- Text passage:
------------------------------

Tribulus terrestris is a herb that has been used in the traditional medicine of China and India for centuries.
In the mid-1990s, tribulus terrestris became known in North America after Eastern European Olympic athletes said that taking tribulus helped their performance.
The active compounds in tribulus are called steroidal saponins. Two types, called furostanol glycosides and spirostanol glycosides, appear to be involved with the effects of tribulus. These saponins are found primarily in the leaf.
Why Do People Use Tribulus?
Tribulus is most often used for infertility, erectile dysfunction, and low libido. In the last decade, it has become popular to improve sports performance.
Tribulus has been marketed these conditions because research performed in Bulgaria and Russia indicates that tribulus increases levels of the hormones testosterone (by increasing luteinizing hormone), DHEA, and estrogen. The design of these research studies, however, has been questioned.
A more recent study found that four weeks of tribulus supplements (at 10 to 20 milligrams per kg of body weight daily) had no effect on male sex hormones testosterone, androstenedione, or luteinizing hormone compared to people who did not take tribulus.
Preliminary animal studies found that tribulus heightened sexual behavior and increased intracavernous pressure. This was attributed to increases in testosterone. There haven’t been any well-designed human studies to confirm these early findings.

------------------------------

- Data shown:

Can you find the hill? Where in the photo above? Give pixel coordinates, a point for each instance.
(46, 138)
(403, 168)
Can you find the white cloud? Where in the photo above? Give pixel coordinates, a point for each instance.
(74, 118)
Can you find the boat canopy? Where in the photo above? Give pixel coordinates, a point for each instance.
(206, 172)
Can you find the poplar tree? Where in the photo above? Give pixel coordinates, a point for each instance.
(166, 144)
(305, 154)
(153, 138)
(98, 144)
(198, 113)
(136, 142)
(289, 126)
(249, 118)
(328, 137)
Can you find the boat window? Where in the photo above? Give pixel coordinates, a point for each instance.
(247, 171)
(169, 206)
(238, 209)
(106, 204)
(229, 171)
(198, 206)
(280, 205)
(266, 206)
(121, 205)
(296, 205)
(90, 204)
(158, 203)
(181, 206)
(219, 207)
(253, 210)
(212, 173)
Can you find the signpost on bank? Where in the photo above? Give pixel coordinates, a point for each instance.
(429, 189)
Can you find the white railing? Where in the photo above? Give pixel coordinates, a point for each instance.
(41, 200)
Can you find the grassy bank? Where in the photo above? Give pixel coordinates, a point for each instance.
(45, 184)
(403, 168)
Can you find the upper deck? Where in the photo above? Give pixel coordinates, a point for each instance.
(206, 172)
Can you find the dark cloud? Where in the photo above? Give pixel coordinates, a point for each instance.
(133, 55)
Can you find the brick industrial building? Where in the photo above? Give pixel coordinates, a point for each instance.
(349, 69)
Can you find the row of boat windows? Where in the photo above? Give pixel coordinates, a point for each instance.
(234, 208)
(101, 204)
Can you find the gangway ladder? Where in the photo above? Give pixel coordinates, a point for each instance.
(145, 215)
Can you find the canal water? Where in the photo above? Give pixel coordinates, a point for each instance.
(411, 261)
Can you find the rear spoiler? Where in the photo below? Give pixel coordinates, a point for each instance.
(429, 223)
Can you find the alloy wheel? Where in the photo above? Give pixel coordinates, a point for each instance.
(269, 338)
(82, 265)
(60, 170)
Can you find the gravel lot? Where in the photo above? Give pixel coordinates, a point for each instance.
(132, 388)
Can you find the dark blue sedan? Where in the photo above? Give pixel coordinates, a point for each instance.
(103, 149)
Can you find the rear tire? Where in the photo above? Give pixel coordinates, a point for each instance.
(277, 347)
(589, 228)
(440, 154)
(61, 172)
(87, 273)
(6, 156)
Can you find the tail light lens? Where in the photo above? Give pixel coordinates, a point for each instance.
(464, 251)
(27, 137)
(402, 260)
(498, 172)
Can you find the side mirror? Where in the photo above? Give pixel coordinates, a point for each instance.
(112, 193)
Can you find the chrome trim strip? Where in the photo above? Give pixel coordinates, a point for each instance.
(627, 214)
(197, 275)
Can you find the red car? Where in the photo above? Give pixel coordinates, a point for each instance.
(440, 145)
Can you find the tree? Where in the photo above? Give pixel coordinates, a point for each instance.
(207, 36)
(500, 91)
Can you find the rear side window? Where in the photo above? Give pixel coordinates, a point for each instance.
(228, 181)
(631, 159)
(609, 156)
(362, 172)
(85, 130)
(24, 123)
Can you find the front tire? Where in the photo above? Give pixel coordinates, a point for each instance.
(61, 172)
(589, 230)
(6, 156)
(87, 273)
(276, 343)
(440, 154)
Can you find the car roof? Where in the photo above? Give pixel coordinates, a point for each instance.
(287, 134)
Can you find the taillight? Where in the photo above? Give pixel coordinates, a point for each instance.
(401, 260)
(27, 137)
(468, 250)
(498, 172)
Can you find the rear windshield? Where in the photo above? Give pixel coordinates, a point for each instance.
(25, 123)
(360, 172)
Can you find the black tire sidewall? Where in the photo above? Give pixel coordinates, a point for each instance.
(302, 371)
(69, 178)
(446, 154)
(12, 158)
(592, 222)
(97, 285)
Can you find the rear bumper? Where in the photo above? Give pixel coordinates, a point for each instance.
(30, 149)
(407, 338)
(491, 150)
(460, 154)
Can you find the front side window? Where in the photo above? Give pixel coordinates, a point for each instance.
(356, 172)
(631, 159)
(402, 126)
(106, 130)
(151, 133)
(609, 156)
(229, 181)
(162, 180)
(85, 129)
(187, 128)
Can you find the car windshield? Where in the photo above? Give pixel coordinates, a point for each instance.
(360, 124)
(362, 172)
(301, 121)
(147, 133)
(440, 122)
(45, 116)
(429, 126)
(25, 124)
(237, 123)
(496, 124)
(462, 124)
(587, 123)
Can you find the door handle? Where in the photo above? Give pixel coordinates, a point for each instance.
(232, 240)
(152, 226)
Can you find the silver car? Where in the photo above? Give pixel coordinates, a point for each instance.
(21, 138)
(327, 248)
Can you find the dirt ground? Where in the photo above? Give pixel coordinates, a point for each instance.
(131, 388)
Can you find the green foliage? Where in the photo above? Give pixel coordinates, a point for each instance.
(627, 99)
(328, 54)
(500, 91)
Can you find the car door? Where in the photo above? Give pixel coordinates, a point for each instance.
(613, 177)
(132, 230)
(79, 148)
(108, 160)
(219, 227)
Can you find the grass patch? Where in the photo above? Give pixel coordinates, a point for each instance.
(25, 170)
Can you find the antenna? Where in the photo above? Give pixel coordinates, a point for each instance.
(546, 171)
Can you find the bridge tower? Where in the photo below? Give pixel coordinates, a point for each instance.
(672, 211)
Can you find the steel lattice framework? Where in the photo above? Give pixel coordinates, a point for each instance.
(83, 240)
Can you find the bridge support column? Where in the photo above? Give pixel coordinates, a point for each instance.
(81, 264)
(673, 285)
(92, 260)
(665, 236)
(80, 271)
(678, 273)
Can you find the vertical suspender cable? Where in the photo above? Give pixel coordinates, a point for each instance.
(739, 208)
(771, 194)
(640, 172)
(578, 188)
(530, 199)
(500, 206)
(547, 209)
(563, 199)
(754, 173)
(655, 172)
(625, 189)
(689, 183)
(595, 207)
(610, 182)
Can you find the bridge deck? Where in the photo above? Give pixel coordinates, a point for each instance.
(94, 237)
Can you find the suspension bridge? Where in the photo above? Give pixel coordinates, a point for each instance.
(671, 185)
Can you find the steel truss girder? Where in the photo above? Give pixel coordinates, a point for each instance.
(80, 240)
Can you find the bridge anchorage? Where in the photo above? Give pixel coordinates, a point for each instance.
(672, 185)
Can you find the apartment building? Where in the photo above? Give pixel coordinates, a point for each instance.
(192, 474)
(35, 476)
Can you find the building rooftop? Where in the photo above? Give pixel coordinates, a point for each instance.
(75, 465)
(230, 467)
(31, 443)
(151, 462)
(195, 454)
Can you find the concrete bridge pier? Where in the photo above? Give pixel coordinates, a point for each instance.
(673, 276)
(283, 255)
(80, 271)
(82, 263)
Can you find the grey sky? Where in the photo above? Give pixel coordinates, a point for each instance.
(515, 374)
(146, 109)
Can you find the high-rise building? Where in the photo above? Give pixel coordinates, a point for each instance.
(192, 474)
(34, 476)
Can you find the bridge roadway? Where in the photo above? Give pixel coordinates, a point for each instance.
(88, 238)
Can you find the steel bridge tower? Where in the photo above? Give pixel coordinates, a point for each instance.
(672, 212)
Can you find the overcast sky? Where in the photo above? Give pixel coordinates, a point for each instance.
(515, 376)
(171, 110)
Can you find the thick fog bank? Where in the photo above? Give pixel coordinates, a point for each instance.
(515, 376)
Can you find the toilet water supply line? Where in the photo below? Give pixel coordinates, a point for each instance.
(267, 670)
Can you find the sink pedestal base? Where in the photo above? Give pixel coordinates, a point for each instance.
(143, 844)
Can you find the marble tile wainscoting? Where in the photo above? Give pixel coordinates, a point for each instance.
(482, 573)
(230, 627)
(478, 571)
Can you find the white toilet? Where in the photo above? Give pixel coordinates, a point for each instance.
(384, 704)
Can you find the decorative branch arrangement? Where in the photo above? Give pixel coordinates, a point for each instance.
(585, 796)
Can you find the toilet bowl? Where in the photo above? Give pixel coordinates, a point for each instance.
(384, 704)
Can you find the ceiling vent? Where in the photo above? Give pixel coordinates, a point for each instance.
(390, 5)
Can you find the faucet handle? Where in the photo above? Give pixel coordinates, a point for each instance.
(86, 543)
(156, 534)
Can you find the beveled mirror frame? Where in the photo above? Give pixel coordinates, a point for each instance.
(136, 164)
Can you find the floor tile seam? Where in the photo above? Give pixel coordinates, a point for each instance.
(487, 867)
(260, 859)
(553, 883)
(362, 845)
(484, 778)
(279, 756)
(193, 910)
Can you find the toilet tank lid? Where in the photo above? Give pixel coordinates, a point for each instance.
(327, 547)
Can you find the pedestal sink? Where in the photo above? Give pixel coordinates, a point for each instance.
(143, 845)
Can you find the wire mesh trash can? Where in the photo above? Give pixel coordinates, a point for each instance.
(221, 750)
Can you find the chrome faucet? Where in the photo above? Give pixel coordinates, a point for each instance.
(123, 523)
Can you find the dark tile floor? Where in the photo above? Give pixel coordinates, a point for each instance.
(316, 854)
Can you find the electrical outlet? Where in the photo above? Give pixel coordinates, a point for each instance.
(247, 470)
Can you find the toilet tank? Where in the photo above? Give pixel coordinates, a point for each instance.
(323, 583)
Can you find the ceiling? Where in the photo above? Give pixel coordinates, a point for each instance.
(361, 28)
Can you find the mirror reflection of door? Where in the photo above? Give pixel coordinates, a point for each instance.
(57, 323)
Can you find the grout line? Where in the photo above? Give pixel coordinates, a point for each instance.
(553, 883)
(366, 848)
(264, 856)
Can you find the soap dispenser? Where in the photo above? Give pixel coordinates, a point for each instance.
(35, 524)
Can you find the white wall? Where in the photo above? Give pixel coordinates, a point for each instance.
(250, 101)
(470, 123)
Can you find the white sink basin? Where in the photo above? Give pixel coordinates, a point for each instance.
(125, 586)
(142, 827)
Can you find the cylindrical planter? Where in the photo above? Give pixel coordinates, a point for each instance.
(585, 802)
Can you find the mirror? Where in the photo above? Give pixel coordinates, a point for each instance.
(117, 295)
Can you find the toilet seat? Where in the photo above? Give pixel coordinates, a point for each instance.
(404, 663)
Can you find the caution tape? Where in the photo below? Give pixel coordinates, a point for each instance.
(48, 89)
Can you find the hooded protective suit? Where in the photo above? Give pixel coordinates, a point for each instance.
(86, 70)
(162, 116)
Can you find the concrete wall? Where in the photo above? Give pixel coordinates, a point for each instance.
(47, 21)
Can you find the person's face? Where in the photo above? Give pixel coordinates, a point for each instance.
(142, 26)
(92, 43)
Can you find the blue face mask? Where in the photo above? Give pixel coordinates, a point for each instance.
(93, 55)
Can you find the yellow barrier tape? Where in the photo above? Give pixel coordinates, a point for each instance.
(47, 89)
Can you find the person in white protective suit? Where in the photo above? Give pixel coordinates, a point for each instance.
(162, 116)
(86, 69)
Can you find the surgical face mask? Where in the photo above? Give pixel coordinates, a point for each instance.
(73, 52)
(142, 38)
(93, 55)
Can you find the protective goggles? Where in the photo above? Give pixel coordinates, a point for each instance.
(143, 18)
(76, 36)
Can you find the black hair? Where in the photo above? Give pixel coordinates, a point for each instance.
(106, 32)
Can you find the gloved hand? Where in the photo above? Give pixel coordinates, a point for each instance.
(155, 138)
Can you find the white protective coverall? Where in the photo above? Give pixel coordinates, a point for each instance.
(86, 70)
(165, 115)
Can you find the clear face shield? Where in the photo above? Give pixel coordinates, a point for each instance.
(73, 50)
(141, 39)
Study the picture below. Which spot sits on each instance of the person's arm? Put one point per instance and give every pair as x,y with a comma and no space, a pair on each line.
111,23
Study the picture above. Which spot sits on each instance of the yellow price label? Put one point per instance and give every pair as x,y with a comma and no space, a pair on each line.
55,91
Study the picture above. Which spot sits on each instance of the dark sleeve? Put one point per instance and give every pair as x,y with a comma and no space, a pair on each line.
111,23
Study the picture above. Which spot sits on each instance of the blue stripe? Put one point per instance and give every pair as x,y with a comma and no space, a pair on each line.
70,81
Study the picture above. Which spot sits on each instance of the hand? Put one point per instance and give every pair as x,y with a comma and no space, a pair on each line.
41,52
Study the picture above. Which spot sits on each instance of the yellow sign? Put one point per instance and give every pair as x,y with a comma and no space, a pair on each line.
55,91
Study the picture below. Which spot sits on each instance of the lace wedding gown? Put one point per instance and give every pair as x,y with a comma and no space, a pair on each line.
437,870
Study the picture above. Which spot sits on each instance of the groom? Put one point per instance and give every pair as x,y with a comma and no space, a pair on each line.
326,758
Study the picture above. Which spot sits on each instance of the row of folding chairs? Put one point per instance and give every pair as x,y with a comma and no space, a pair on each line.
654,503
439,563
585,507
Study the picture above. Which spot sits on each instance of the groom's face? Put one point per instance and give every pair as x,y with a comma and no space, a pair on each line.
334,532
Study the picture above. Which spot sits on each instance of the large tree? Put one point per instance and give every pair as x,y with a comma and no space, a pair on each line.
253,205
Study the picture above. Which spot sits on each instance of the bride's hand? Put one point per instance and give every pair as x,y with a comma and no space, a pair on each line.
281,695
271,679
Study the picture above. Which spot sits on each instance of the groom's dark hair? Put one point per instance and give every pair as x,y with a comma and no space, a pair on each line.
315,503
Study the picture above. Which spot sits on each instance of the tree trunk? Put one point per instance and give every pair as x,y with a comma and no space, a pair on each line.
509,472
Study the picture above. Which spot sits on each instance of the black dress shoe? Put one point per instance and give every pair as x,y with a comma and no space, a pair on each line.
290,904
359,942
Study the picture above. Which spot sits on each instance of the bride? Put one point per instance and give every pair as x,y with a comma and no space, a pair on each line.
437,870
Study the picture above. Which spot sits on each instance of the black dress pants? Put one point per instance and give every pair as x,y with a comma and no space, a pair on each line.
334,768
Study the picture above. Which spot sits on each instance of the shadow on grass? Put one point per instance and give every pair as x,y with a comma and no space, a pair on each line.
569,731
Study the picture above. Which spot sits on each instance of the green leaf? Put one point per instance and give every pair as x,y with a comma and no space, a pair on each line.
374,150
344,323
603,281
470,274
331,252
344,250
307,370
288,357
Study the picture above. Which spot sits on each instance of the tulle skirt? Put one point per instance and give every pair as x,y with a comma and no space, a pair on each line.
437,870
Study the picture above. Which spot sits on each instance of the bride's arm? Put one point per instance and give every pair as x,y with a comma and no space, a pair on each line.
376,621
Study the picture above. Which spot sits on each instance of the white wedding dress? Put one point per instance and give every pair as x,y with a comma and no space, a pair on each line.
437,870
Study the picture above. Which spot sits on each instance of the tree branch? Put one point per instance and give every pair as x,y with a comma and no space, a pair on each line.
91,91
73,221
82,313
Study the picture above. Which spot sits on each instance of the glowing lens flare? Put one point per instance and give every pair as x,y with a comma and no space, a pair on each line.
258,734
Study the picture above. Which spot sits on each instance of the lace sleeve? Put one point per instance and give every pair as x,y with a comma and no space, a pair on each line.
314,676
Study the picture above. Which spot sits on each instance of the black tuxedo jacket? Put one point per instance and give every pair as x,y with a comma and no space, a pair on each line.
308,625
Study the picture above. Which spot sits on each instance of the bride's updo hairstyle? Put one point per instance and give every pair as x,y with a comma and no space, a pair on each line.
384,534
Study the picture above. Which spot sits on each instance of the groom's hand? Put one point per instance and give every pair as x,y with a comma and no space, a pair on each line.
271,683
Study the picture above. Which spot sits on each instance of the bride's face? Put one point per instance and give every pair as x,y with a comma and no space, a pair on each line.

------------------------------

- Exercise tasks:
• 1. In the tribulus passage, do these statements agree with the text? Answer yes or no for each, quoting the words that decide it: (a) The steroidal saponins in tribulus are found mainly in the leaf. (b) The more recent four-week study found that tribulus raised testosterone levels. (c) Well-designed human studies have confirmed the animal findings on sexual behavior.
• 2. Extend the passage on tribulus from its last sentence, keeping its tone and subject.
The records play no part in what is asked here.

- Task results:
• 1.
(a) Yes: "These saponins are found primarily in the leaf."
(b) No: "had no effect on male sex hormones testosterone, androstenedione, or luteinizing hormone"
(c) No: "There haven’t been any well-designed human studies to confirm these early findings."

• 2.
Body Composition and Exercise Performance
Although tribulus has become popular as a sports performance aid, one small but well-designed study found it has no effect on body composition or exercise performance. Fifteen subjects were randomly assigned to tribulus (3.21 mg per kg body weight daily) or a placebo.
After eight weeks with resistance training, there were no changes in body weight, percentage fat, dietary intake, or mood in either group. What was surprising was that muscle endurance actually improved more in the placebo group. Muscle endurance (determined by the maximum number of repetitions at 100 to 200% of body weight) increased for the bench and leg presses in the placebo group. The tribulus group experienced an increase in leg press strength only.
Tribulus terrestris is often taken at a dose between 85 to 250 mg three times daily, with meals.
Pregnant or nursing women should not use tribulus.
An increase in breast size (called gynaecomastia) in a young male weight trainer was reported after he took a herbal tablet containing tribulus.
People with hormone-dependent conditions, such as breast or prostate cancer, should not use tribulus.